▶ [AUFGABE]: Gibst du aus dem Text über die Inspektionseinheit den Abschnitt von „Bei der Prototyp-Entwicklung“ bis einschließlich „separate Behälter steuert.“ wortgetreu wieder?

▶ [GEZEIGTER TEXTAUSZUG]:
++++++++

Mit den Prüfungen werde man niemals die Qualität eines Bauteils steigern können. Stattdessen müsse man Fehler von vornherein vermeiden. „Unsere neue Inspektionseinheit macht das möglich“, freut sich Scavuzzo. Dies ist ein entscheidender Beitrag zur Null-Fehler-Kultur des Unternehmens. Gleichzeitig mit den Inspektionseinheiten entwickelte Freudenberg ein Dashboard zur Erfassung der Daten. Der Bediener kann auf einem Bildschirm sehen, welche Maschinen korrekt funktionieren und wo Anpassungen notwendig sind. Herzstück ist das von Freudenberg eigenentwickelte flexible Bildverarbeitungssystem. Es untersucht ein Bauteil anhand von Algorithmen in weniger als 50 ms auf Fehler. Die neue automatische Sichtkontrolle (ASK) prüft acht verschiedene Maß- und Oberflächenfehler. „Es waren jedoch noch weitere Neuerungen erforderlich, um vom Konzept zum operativen Design zu gelangen“, erläutert Scott Sulhan, bei Freudenberg Senior Engineer mit Spezialgebiet Robotik und Maschinenbau.
Bei der Prototyp-Entwicklung der Inspektionseinheit musste Sulhan eine umfangreiche Anforderungsliste aus der Fertigung abarbeiten. So sollte die Einheit klein und kompakt sein, damit sie unter die Produktionsmaschinen passt. Außerdem musste sie netzwerkfähig sein, damit Bediener das System sowohl auf einem großen Bildschirm an der Anlage als auch auf ihrem Smartphone überwachen können. Ebenso sollte das elektronische Dashboard integriert werden, mit dem sich Statistiken und Daten anzeigen lassen. Nicht zuletzt war auch eine mechanische Ausschleusung erforderlich, die die Produkte schnell und reibungslos durch den Inspektionsprozess in separate Behälter steuert.

++++++++

(Einträge aus einem Datensatz zur Punktbeschriftung)
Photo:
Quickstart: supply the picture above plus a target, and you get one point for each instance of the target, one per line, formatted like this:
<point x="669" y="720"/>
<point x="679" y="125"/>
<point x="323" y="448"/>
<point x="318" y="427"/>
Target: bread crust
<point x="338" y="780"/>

++++++++

▶ [ANTWORT]:
Bei der Prototyp-Entwicklung der Inspektionseinheit musste Sulhan eine umfangreiche Anforderungsliste aus der Fertigung abarbeiten. So sollte die Einheit klein und kompakt sein, damit sie unter die Produktionsmaschinen passt. Außerdem musste sie netzwerkfähig sein, damit Bediener das System sowohl auf einem großen Bildschirm an der Anlage als auch auf ihrem Smartphone überwachen können. Ebenso sollte das elektronische Dashboard integriert werden, mit dem sich Statistiken und Daten anzeigen lassen. Nicht zuletzt war auch eine mechanische Ausschleusung erforderlich, die die Produkte schnell und reibungslos durch den Inspektionsprozess in separate Behälter steuert.